BEGIN

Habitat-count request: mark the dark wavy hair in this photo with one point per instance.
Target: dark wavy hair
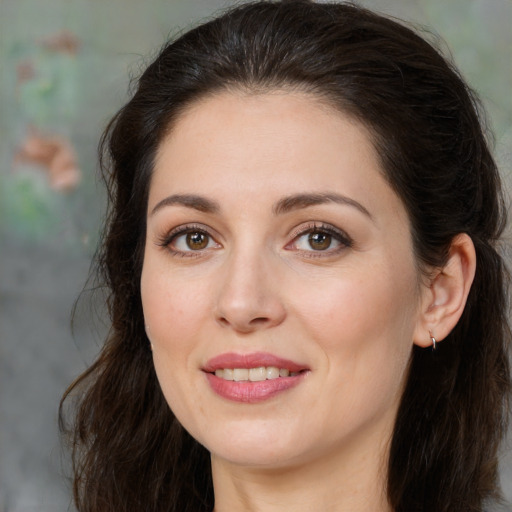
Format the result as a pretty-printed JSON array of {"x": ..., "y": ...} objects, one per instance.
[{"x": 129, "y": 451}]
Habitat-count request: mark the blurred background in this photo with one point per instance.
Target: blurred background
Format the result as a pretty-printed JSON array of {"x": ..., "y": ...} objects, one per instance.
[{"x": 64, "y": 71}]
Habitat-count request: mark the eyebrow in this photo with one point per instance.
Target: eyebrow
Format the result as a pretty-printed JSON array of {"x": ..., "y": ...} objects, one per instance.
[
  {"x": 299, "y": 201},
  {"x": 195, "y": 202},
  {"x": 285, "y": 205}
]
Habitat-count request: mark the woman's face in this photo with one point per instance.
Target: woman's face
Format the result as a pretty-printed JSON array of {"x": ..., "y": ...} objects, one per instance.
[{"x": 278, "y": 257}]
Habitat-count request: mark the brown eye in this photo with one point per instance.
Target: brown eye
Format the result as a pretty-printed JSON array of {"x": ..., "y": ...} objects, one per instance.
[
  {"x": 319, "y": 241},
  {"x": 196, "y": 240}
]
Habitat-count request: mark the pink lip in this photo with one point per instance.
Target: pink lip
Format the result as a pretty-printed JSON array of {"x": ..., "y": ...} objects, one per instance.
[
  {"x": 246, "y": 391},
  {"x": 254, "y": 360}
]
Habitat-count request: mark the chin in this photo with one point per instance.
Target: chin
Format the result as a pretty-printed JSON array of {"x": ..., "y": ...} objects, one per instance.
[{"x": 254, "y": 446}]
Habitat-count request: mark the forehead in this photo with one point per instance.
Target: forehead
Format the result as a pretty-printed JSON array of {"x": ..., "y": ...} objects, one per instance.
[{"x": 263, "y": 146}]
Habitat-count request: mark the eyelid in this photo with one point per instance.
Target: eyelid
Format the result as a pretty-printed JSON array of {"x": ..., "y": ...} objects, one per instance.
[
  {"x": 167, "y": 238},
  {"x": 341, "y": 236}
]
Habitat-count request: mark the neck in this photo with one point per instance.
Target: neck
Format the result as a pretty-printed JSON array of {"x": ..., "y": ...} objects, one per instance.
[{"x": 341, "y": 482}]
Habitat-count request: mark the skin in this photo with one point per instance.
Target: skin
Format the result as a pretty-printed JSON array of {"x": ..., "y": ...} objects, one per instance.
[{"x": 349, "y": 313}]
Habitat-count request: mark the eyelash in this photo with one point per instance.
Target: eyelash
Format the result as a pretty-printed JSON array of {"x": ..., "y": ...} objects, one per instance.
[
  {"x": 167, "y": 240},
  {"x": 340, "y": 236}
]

END
BEGIN

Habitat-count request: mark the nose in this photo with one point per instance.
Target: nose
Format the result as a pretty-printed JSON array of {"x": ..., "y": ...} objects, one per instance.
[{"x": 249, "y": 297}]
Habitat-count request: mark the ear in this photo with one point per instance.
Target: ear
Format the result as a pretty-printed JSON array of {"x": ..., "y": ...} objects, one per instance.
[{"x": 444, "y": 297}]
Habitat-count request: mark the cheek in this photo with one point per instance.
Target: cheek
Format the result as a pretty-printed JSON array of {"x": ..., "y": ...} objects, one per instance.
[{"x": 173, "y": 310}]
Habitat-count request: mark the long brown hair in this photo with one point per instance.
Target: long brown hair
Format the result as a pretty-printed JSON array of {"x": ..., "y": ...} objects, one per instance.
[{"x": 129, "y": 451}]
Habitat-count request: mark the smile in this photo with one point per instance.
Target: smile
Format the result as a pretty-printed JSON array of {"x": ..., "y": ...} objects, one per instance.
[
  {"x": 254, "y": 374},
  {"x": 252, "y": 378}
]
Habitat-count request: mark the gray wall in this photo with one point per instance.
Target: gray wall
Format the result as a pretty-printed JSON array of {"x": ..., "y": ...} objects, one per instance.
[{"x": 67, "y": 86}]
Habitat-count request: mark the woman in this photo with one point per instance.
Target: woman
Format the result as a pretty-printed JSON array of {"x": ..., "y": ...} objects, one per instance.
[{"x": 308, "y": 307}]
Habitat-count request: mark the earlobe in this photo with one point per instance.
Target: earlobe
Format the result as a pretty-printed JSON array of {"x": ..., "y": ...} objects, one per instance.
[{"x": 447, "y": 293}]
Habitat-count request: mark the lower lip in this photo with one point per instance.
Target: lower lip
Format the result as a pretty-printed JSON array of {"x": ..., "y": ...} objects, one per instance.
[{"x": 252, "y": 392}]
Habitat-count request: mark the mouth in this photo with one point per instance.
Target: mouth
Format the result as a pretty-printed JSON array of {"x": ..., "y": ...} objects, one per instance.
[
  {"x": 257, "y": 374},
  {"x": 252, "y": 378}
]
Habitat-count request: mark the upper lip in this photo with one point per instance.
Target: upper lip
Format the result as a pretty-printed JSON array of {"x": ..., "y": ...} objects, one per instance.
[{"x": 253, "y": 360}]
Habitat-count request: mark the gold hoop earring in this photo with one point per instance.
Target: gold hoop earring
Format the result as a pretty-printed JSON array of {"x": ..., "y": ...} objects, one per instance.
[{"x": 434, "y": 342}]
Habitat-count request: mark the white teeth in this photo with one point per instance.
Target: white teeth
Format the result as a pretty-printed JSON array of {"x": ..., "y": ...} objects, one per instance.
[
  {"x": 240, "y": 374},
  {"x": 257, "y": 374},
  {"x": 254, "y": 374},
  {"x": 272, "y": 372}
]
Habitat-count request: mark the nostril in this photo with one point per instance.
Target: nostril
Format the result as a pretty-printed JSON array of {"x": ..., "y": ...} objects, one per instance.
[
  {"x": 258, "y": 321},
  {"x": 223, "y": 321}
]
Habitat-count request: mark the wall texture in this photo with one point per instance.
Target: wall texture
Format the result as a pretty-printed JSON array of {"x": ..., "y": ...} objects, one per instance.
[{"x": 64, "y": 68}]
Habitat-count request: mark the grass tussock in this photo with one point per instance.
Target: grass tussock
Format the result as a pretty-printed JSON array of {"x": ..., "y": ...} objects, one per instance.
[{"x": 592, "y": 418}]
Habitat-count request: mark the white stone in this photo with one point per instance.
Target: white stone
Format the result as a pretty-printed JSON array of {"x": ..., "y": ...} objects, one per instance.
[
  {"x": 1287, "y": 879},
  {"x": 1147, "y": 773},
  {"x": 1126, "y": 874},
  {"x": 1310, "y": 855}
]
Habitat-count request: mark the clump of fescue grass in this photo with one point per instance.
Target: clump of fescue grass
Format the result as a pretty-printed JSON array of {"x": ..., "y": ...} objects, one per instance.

END
BEGIN

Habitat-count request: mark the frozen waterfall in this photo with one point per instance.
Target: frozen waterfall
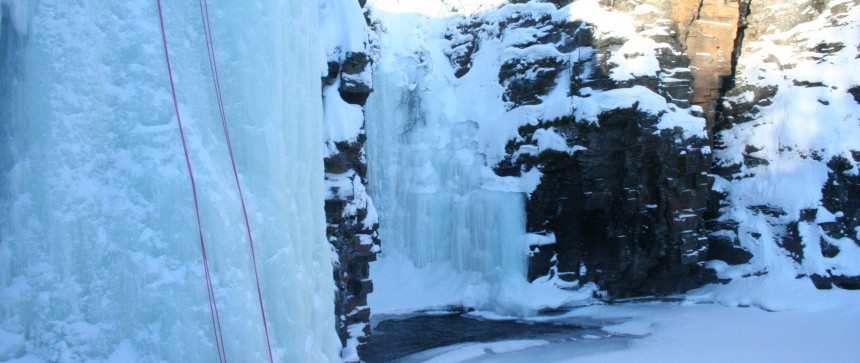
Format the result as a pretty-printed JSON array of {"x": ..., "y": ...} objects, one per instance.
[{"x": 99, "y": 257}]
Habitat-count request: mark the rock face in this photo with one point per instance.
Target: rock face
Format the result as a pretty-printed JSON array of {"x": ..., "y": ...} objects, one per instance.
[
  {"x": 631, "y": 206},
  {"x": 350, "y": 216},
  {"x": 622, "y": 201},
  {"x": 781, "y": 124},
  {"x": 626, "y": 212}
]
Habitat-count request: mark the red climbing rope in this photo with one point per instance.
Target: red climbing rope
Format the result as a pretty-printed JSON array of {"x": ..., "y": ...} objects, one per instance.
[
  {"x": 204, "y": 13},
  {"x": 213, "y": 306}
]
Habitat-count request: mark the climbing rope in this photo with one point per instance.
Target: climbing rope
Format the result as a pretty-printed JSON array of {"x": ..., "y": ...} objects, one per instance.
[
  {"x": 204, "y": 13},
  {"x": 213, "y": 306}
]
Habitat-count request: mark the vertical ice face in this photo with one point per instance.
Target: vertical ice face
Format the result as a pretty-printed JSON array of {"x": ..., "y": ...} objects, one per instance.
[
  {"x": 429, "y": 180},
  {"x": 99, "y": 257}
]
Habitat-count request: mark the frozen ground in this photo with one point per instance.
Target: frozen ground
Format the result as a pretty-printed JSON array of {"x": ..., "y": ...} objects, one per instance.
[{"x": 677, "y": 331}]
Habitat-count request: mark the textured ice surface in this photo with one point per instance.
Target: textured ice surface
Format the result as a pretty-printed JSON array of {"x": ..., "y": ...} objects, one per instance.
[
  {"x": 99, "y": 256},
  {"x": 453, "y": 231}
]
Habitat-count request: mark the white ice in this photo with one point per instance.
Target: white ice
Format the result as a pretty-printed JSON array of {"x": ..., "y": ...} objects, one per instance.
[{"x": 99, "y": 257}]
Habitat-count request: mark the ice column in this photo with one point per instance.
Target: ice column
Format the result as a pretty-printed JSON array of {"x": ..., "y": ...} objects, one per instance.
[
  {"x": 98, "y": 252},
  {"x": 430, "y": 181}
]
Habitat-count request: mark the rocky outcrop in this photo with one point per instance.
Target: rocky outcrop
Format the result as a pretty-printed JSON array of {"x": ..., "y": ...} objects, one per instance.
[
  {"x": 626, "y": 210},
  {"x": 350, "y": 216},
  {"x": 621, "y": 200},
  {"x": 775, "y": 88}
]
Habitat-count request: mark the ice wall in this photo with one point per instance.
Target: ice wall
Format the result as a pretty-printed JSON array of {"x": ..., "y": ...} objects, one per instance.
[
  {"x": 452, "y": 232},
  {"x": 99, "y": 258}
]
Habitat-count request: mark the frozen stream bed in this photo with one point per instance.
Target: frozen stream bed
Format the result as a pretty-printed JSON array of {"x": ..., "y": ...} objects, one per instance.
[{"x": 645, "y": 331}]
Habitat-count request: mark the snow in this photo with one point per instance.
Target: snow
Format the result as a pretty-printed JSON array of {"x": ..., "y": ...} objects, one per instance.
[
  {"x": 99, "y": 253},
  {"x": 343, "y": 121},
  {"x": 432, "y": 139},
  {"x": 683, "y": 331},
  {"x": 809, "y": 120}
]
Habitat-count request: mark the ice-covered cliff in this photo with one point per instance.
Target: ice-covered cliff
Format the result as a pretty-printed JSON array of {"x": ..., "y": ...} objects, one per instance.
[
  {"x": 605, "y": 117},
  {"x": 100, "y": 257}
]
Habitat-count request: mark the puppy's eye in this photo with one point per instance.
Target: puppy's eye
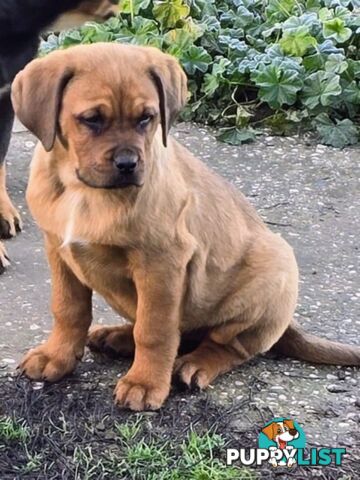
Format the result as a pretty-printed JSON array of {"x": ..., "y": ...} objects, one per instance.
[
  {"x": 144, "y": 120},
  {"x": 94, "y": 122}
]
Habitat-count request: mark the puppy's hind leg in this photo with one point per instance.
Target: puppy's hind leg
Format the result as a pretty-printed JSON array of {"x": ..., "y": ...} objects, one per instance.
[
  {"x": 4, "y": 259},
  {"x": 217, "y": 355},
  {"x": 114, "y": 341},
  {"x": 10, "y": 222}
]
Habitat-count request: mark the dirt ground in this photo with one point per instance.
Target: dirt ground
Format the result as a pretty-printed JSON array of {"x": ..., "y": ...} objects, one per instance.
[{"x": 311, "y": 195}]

END

WORK ORDER: Going by the data above, give back only the lines from the one containing "Target: dark wavy hair" through the one containing "Target: blurred background", exactly as they stand, both ends included and no images.

EXERCISE RESPONSE:
Target: dark wavy hair
Format the result as a pretty-printed JSON array of {"x": ..., "y": ...} objects, one per instance.
[{"x": 129, "y": 451}]
Habitat-count request: mark the blurred background in this photo with one point per instance.
Target: blurred background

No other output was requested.